**Okuma parçası:**
____
Önümüzdeki pazartesi akşamı sahura kalkacağız. Hayatımızda yeni bir sayfa açma şansımız var. Tövbe edebilmek, yola yeniden girebilmek için henüz geç olmadığını anlamak için yeni bir dönem başlıyor.
Hicretten 1.5 yıl sonra Ramazan orucu farz kılındı. Bakara Suresi'nin 183. ayeti bunu haber veriyor.
Bir sonraki ayette ise (Bakara 185) bu ayda Kuran-ı Kerim'in indiği açıklanır. Müminlere ramazan orucu emredilir.
Kim Ramazan'a kalkarsa
Hz. Peygamber (s.a.v.) şöyle buyurur: "Kim Ramazan ayına inanarak ve sevabını Allah'tan bekleyerek oruç tutarsa geçmiş günahları affedilir."
Tabii ki Ramazan sadece oruç değildir. Teravih namazı, gündüzleri Kuran-ı Kerim okumak geceleri tespih çekmek, zekâtı vermek, günahlara tövbe, bol bol sadaka dağıtmak, Ramazan'ın sürekli ibadetlerinden olmalıdır.
Nasıl bir oruç?
____
**Liste:**
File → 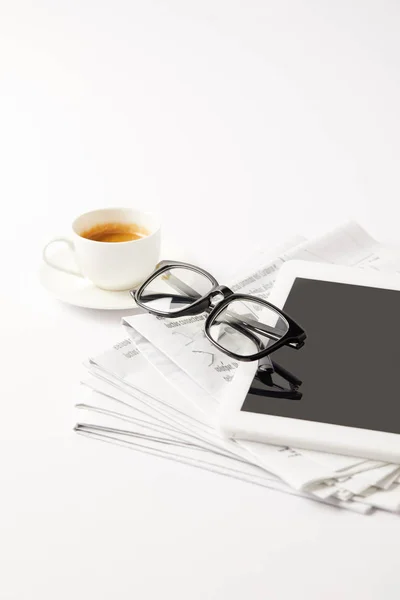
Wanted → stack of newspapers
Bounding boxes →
[75,223,400,514]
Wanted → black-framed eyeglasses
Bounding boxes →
[130,260,306,368]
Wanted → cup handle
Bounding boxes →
[43,237,83,277]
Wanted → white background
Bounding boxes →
[0,0,400,600]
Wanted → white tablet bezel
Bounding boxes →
[219,260,400,463]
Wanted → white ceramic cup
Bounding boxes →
[43,208,161,291]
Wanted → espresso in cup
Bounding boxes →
[43,208,161,291]
[80,223,150,243]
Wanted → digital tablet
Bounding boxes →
[220,261,400,464]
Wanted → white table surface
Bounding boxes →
[0,0,400,600]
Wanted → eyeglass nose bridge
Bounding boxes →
[209,285,233,308]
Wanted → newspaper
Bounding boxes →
[77,223,400,513]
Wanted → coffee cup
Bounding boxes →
[43,208,161,291]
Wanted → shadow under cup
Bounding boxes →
[72,208,161,291]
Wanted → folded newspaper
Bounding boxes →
[75,223,400,514]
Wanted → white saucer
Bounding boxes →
[39,247,142,310]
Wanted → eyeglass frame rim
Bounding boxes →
[130,260,307,362]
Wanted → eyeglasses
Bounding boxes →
[130,261,306,370]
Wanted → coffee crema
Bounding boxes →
[80,223,150,243]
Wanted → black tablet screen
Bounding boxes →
[242,278,400,433]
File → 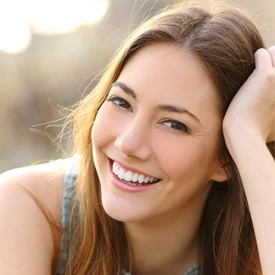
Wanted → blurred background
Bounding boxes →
[0,0,275,172]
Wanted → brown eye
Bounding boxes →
[162,120,190,133]
[107,96,131,109]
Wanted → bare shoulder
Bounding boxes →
[0,159,74,275]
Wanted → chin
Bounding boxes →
[102,194,149,222]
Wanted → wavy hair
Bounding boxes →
[62,2,274,275]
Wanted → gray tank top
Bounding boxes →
[55,165,200,275]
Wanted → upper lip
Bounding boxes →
[109,158,160,180]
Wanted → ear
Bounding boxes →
[211,161,231,182]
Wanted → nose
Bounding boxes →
[115,119,151,160]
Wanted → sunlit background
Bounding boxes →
[0,0,275,172]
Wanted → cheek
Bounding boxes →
[91,104,114,148]
[156,136,220,181]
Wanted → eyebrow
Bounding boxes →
[112,81,201,124]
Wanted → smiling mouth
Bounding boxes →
[112,161,160,185]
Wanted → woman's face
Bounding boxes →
[91,44,226,222]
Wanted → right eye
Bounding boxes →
[107,96,131,110]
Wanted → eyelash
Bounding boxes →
[107,96,132,110]
[107,96,191,133]
[162,119,190,133]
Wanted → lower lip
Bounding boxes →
[111,172,156,192]
[110,161,157,192]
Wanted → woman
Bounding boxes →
[0,1,275,275]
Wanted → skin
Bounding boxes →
[92,43,227,274]
[0,44,275,275]
[223,47,275,275]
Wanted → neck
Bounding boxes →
[125,211,203,275]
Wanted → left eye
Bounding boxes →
[162,120,190,133]
[107,96,131,109]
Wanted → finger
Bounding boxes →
[254,48,273,70]
[268,46,275,68]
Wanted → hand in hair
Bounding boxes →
[224,46,275,143]
[223,47,275,275]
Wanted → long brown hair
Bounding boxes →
[63,1,274,275]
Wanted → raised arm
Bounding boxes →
[223,47,275,275]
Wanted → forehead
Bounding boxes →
[118,43,221,115]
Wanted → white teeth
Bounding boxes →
[117,169,124,180]
[132,173,138,182]
[112,162,158,185]
[138,175,144,183]
[124,171,133,181]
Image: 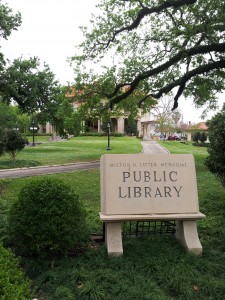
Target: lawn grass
[0,142,225,300]
[0,136,142,169]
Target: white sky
[1,0,225,123]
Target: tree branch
[106,42,225,103]
[98,0,197,49]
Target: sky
[1,0,225,123]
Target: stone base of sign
[176,221,202,255]
[100,212,205,256]
[105,222,123,256]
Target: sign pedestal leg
[176,221,202,255]
[105,222,123,256]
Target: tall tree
[0,0,21,69]
[0,57,60,114]
[0,0,60,116]
[71,0,225,109]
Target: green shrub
[205,104,225,187]
[1,129,27,160]
[0,244,32,300]
[9,177,88,256]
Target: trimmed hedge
[0,244,32,300]
[9,177,88,257]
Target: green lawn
[0,142,225,300]
[0,136,142,169]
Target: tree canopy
[71,0,225,109]
[0,0,61,121]
[0,57,60,114]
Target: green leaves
[72,0,225,107]
[0,57,60,114]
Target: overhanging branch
[106,42,225,104]
[98,0,197,49]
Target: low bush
[9,177,88,257]
[0,244,32,300]
[192,142,209,147]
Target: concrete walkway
[0,141,168,179]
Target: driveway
[0,141,168,178]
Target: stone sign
[100,154,204,252]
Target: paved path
[0,161,100,178]
[0,141,168,178]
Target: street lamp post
[107,123,111,150]
[30,120,37,146]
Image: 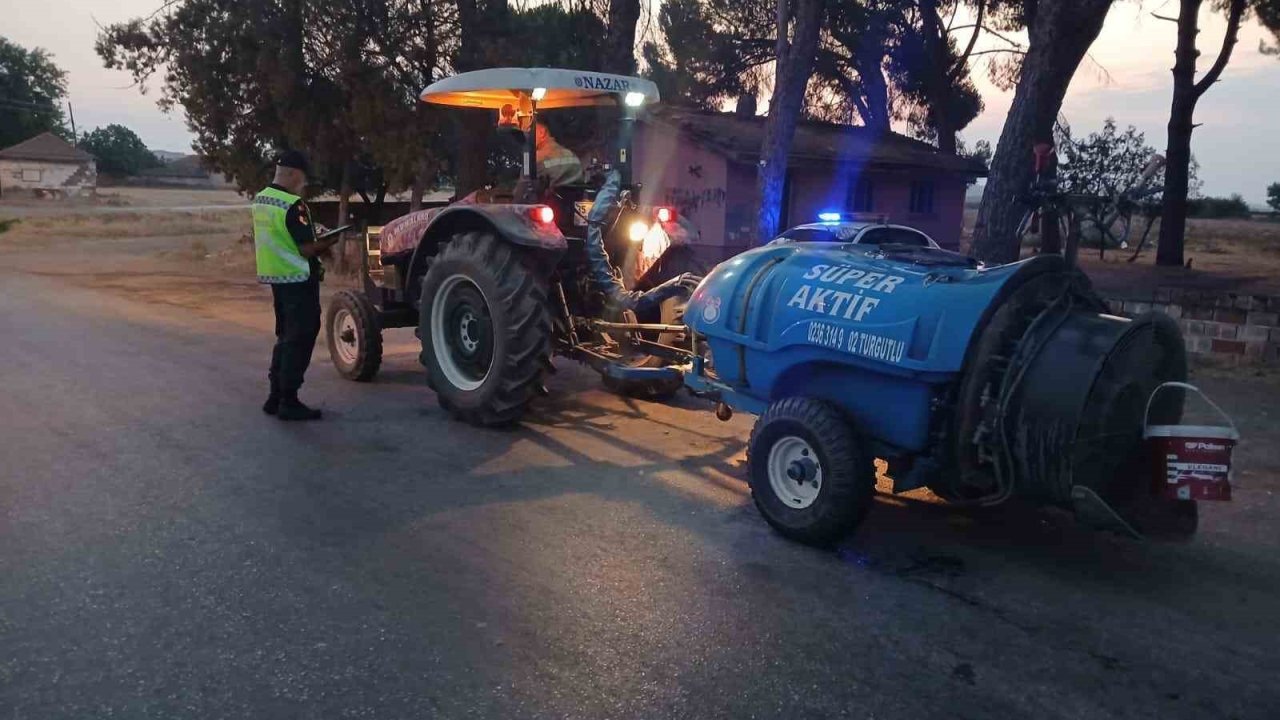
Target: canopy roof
[420,68,658,110]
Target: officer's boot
[275,392,320,420]
[262,375,280,415]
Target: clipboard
[316,224,355,242]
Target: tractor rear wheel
[746,397,876,546]
[419,232,552,427]
[324,290,383,382]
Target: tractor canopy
[420,68,659,110]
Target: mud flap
[1071,486,1143,539]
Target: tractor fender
[407,202,568,305]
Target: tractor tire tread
[325,290,383,383]
[424,232,552,427]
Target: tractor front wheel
[419,232,552,427]
[746,397,876,546]
[325,290,383,382]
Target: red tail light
[529,205,556,225]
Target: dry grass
[0,210,252,243]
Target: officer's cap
[275,150,311,176]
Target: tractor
[318,68,701,427]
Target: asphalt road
[0,273,1280,719]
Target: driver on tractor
[534,123,582,187]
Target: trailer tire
[419,232,552,427]
[746,397,876,546]
[324,290,383,383]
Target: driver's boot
[275,392,321,420]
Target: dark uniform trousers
[268,278,320,397]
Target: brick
[1212,338,1244,355]
[1245,310,1280,328]
[1213,307,1249,325]
[1236,325,1271,342]
[1187,337,1213,355]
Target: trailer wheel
[325,290,383,382]
[419,232,552,427]
[746,397,876,546]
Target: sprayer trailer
[685,242,1197,543]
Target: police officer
[253,150,338,420]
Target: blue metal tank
[685,243,1048,452]
[685,242,1194,542]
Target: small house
[0,132,97,197]
[634,106,987,261]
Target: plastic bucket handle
[1142,382,1240,438]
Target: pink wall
[634,123,965,260]
[787,169,965,250]
[632,123,740,246]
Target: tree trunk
[920,0,957,155]
[755,0,823,243]
[1156,0,1244,265]
[858,42,891,132]
[974,0,1112,263]
[334,161,352,275]
[604,0,640,76]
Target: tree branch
[947,0,987,82]
[1193,0,1244,97]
____
**Alıştırma tanımı:**
Okuma parçasına göre aşağıdaki soruları yanıtlayınız:
1. Ramazan orucu hicretten ne kadar sonra farz kılınmıştır?
2. Bakara Suresi'nin 185. ayetinde bu ayda neyin indiği açıklanır?
3. Hz. Peygamber'in sözüne göre kimin geçmiş günahları affedilir?
Bu alıştırmayı yapmak için listeye gerek yoktur.

**Alıştırma sonucu:**
1. Hicretten 1.5 yıl sonra.
2. Kuran-ı Kerim'in.
3. Ramazan ayına inanarak ve sevabını Allah'tan bekleyerek oruç tutanın.